What the exercise asks:
Give back only the lines from the one with "find me the horse's hoof" through the last line of the data, exactly as they appear.

Start of Input data

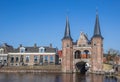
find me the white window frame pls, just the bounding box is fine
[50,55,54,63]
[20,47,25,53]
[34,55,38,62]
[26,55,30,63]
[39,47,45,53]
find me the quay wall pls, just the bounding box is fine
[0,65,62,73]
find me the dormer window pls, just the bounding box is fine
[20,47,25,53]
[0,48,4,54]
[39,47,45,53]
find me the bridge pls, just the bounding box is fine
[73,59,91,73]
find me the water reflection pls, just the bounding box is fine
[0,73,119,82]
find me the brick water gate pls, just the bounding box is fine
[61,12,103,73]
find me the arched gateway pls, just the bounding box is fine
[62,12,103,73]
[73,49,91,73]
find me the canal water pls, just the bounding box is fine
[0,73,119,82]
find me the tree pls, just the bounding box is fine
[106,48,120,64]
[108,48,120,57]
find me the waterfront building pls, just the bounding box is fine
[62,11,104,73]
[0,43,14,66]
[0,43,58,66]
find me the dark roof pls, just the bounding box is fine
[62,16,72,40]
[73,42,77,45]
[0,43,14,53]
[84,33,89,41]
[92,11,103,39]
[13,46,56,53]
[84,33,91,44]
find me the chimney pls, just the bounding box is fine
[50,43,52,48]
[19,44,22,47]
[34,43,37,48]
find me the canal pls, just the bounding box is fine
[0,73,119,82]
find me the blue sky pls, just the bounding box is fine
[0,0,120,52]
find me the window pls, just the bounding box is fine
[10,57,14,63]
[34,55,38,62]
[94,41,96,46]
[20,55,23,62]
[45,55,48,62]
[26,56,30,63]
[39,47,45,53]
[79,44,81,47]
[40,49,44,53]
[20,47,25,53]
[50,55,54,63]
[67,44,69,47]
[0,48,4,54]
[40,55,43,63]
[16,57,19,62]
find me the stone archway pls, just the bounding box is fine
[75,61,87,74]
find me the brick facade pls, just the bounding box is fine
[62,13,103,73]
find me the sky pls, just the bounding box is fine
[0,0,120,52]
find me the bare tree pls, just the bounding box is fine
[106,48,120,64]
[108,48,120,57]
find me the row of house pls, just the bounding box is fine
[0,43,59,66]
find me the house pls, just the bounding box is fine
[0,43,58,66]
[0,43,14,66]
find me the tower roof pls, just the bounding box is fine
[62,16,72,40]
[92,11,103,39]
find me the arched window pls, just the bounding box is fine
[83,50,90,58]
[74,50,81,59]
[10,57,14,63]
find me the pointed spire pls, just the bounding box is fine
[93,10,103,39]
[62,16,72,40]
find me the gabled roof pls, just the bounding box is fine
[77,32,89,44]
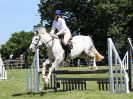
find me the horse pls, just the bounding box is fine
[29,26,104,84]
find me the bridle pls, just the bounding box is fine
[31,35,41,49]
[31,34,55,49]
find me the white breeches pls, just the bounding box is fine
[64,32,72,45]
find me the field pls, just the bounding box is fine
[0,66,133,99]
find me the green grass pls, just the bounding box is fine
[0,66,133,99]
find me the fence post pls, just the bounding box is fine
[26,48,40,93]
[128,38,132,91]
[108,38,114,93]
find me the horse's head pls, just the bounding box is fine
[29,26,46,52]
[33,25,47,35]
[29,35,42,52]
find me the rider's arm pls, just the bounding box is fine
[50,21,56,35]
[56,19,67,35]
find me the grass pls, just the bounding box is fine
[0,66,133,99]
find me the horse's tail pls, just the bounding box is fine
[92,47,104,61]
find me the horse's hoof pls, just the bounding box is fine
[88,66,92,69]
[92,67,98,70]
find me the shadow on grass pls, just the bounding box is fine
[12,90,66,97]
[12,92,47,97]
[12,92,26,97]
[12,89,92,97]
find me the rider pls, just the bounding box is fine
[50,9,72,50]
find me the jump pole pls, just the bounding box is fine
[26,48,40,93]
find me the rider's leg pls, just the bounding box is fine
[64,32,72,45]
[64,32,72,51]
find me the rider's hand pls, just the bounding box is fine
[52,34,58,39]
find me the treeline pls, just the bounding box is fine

End of Input data

The completed task:
find me the horse's hoof pls, just the bounding box is fine
[88,66,92,69]
[92,67,98,70]
find me the shadow on grass pls, just the bounding box is fine
[12,90,66,97]
[12,92,47,97]
[12,92,26,97]
[12,89,92,97]
find me the rider pls, just the bounding box is fine
[50,9,72,50]
find me the jump pole pls, just the bounding box is fine
[26,48,40,93]
find me the rider's leg pls, just the bounding box is fine
[64,32,72,45]
[64,32,72,51]
find me the rider's hand pls, just the bounding box is fine
[52,34,58,39]
find me the treeline pls, just the bounding box is fine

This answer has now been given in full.